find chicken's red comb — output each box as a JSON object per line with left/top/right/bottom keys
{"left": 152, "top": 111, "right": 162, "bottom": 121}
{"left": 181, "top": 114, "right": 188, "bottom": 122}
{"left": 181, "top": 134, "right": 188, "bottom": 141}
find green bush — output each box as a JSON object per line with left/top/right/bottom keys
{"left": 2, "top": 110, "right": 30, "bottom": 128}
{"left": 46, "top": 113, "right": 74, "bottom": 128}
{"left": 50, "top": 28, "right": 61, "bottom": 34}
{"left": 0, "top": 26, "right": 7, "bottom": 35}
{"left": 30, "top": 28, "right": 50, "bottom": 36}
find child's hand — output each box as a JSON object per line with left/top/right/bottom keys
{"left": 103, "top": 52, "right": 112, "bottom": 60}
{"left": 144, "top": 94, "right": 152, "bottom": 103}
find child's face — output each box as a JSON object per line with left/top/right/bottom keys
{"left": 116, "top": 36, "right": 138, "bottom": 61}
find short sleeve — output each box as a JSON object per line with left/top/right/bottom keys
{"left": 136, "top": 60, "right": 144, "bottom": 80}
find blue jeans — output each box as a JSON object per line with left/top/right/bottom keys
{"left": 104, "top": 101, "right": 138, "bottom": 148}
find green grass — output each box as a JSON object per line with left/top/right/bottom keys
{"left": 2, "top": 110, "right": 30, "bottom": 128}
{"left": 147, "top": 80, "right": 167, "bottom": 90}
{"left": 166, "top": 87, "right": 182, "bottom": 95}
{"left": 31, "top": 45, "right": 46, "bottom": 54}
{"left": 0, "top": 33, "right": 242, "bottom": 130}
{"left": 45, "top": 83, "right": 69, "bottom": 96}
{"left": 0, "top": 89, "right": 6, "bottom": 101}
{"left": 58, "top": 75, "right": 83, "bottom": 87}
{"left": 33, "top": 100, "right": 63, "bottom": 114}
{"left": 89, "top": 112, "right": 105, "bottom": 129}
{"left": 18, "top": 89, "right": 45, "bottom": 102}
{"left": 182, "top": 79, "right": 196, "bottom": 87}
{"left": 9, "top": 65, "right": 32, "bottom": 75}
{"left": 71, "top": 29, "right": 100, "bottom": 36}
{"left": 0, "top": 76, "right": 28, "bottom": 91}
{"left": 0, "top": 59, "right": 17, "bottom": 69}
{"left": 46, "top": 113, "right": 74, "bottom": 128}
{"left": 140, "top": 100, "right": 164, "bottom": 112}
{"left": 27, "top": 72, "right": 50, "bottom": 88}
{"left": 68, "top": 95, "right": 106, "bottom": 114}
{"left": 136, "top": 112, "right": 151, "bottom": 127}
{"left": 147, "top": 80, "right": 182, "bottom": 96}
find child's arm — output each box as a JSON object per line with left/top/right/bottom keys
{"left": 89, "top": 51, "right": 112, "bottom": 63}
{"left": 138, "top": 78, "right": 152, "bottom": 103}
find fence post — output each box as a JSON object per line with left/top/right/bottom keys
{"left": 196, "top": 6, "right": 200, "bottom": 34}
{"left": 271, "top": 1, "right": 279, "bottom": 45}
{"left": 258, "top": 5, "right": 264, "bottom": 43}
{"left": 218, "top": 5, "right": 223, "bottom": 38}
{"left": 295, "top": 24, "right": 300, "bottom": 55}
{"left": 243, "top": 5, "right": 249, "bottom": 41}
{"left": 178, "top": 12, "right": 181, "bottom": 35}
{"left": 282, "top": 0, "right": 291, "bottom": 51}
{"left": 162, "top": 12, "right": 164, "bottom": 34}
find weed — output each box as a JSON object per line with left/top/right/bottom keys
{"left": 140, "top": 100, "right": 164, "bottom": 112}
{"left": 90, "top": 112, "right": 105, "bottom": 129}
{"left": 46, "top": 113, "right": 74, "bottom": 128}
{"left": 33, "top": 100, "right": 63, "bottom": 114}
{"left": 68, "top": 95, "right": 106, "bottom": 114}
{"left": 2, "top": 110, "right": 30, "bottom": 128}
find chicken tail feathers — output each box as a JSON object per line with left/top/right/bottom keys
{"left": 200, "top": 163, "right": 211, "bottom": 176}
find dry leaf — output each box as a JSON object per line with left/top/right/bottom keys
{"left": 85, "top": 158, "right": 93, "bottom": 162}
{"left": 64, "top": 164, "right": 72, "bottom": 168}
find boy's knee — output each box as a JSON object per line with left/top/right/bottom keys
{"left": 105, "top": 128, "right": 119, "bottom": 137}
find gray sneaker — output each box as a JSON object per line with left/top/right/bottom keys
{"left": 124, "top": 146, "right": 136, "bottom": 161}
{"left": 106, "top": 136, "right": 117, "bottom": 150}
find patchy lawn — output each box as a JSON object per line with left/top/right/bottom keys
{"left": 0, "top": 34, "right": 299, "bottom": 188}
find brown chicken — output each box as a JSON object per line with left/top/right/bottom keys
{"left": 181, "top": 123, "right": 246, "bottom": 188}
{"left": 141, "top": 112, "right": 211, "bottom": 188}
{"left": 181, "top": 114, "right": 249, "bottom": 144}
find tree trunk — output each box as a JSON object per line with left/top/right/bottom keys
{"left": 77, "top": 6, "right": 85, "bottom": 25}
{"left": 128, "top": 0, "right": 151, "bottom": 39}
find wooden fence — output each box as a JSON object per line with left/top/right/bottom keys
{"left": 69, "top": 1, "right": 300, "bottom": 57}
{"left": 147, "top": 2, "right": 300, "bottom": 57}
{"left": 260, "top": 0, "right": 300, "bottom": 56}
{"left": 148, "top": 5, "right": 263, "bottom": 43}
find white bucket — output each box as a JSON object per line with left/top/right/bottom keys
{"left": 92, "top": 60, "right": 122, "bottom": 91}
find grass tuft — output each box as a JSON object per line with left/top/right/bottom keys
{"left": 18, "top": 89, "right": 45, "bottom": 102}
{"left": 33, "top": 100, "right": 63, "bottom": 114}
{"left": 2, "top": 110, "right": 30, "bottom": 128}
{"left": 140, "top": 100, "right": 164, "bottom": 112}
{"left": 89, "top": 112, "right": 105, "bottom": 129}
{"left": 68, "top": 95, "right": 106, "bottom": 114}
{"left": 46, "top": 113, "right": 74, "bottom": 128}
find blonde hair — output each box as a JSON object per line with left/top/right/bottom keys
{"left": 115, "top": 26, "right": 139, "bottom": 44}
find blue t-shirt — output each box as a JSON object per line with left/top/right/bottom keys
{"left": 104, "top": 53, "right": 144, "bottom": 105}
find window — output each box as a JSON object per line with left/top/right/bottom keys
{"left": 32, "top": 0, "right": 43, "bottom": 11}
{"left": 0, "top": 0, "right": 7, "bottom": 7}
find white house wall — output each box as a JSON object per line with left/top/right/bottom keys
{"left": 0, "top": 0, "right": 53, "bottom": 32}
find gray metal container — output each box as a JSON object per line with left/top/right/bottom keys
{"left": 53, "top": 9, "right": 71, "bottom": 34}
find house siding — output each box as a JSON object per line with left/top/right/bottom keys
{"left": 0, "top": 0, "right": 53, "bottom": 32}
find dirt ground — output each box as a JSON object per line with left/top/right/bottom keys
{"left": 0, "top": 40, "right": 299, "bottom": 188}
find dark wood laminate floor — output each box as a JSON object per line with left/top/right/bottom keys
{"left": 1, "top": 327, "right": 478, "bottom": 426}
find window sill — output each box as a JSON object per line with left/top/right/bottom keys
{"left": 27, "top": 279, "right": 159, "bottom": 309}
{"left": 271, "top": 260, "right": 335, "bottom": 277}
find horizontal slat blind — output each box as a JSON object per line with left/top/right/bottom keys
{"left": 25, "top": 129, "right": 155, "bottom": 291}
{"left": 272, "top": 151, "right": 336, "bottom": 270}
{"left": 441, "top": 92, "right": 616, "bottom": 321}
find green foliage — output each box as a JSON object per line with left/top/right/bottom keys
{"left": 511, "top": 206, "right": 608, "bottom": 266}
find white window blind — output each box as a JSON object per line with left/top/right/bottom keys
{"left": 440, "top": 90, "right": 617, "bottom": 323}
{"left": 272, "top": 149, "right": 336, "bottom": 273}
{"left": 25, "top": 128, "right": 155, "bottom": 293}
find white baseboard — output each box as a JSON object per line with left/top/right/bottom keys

──────────────────────────────

Beginning with the line that holds "find white window", restate word for word every line down to the end of the data, and only those lines.

find white window blind — output each box as a JSON object per line with left/top/right/bottom keys
{"left": 440, "top": 90, "right": 617, "bottom": 323}
{"left": 272, "top": 149, "right": 336, "bottom": 273}
{"left": 25, "top": 128, "right": 155, "bottom": 293}
find white baseboard — output each box as a JSON object per line with left/top/right/bottom keys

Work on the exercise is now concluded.